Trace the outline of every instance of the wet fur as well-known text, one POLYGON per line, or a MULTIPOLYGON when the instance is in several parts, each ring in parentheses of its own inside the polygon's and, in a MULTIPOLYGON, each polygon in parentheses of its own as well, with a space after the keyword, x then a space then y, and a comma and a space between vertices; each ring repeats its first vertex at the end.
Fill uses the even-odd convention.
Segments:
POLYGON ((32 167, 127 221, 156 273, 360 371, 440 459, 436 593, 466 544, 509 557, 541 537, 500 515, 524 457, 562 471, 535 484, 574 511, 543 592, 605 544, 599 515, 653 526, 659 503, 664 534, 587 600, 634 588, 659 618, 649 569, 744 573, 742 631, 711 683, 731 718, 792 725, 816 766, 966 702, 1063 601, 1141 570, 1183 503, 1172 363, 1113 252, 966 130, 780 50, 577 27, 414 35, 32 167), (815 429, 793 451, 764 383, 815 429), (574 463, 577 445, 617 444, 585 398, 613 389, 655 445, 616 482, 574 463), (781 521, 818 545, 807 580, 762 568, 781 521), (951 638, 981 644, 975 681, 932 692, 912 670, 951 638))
******
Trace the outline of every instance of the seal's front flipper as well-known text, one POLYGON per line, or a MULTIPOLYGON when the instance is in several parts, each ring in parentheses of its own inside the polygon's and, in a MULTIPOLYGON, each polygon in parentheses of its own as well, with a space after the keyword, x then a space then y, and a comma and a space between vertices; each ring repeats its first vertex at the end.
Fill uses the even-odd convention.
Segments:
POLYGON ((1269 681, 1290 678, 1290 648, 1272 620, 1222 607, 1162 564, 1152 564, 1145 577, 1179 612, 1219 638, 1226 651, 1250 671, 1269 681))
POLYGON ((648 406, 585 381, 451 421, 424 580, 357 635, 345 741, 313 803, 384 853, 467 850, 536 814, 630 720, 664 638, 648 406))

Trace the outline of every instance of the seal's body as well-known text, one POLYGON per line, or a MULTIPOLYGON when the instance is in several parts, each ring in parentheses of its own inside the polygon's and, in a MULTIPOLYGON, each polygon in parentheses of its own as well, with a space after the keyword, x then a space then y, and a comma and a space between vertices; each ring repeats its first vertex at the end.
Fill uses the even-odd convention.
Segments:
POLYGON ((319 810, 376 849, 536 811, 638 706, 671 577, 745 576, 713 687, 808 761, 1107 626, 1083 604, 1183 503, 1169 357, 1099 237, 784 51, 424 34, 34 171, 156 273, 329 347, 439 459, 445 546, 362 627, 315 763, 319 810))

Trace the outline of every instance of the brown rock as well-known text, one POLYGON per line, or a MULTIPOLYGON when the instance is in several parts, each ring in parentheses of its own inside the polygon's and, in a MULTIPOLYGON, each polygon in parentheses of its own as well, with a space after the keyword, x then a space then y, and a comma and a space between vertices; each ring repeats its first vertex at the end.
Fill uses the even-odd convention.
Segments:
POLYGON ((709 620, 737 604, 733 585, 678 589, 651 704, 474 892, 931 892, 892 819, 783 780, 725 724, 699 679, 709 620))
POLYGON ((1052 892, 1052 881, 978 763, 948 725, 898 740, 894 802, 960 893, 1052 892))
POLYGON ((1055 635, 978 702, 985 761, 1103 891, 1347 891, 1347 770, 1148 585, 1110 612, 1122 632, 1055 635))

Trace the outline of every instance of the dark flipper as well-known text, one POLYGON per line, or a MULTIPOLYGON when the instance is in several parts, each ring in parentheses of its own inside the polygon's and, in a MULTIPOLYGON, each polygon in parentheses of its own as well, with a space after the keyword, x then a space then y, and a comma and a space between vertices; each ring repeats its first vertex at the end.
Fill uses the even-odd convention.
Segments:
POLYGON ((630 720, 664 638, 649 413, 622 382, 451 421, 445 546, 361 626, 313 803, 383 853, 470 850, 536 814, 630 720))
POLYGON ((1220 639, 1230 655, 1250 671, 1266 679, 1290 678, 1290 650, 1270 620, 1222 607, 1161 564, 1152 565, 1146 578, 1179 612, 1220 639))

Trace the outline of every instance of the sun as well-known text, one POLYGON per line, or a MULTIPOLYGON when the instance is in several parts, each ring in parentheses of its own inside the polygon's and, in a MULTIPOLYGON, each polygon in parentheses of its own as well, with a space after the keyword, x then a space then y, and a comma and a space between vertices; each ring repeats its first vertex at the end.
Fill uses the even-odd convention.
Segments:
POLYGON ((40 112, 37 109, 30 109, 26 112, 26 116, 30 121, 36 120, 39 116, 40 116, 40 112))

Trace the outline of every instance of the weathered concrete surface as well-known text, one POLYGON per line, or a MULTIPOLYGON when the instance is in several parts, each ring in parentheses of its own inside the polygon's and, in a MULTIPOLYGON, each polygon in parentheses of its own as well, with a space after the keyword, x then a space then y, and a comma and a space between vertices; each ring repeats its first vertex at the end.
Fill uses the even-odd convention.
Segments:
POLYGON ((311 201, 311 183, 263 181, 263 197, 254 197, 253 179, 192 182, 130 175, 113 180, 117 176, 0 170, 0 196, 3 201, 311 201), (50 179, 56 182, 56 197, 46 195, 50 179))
******
* TASK GOAL
Render everything from the line containing "Trace the outline of every instance of the wet" down to the line containing "POLYGON ((32 167, 127" as a Markdown table with the columns Row and Line, skipping any blank lines.

* FINAL RESULT
| Row | Line |
|---|---|
| 1 | Trace the outline of every instance of the wet fur as well-known text, one POLYGON per line, or a MULTIPOLYGON when the instance is in several parts, each ring in parentheses of its own inside the polygon's and, in a MULTIPOLYGON, each polygon in parentheses of its own as well, with a space after the keyword, x then a space then y, and a comma and a space between vertices; each ring repeats its first vertex at the end. |
| 2 | Fill uses the even-odd convention. |
| 3 | Segments: |
| 4 | POLYGON ((32 167, 127 221, 156 273, 360 371, 440 459, 436 593, 466 544, 509 557, 541 537, 500 515, 524 457, 562 471, 535 484, 574 511, 543 592, 605 544, 599 515, 653 526, 659 503, 664 534, 587 600, 634 588, 659 618, 649 569, 744 573, 742 631, 711 683, 731 718, 792 725, 816 766, 966 702, 1063 601, 1141 570, 1183 503, 1172 363, 1113 252, 966 130, 780 50, 577 27, 414 35, 32 167), (815 429, 793 451, 764 383, 815 429), (574 463, 577 445, 617 444, 585 398, 613 389, 655 445, 616 482, 574 463), (781 521, 818 545, 807 580, 762 568, 781 521), (951 638, 981 644, 975 681, 932 692, 912 670, 951 638)) |